Exercise aim:
Pictures in the records are to be excluded from an otherwise exact copy.

::: Records shown :::

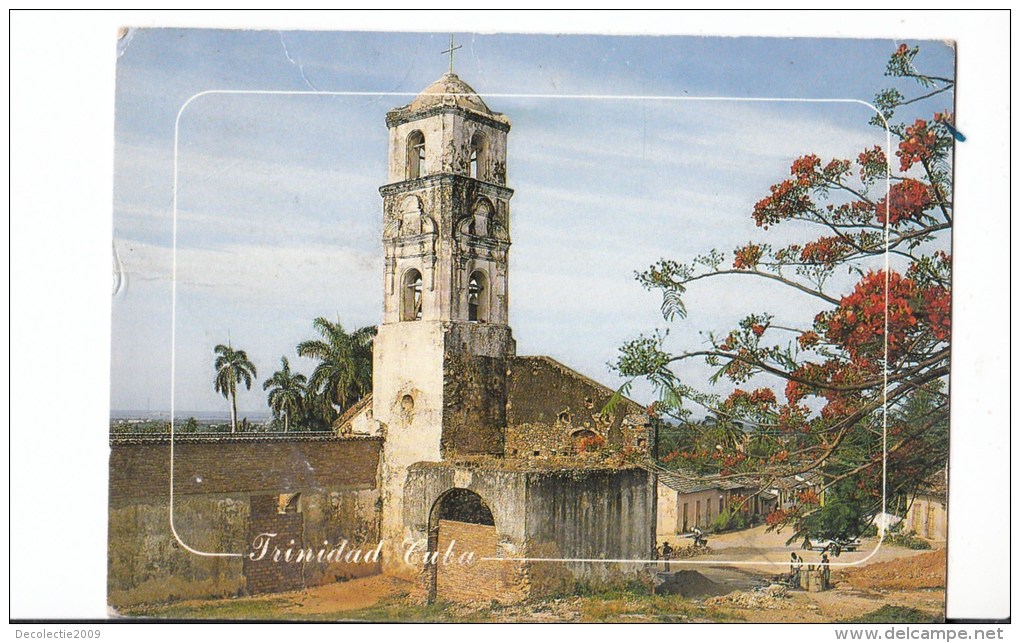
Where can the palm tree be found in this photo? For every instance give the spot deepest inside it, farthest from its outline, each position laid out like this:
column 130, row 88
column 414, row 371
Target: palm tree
column 344, row 374
column 287, row 392
column 233, row 366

:::

Answer to the exercise:
Where can the palm tree be found in this photo? For every instance give the spot deepest inside it, farthest from its outline, each position laid out like this:
column 130, row 88
column 414, row 371
Target: palm tree
column 344, row 374
column 287, row 392
column 233, row 366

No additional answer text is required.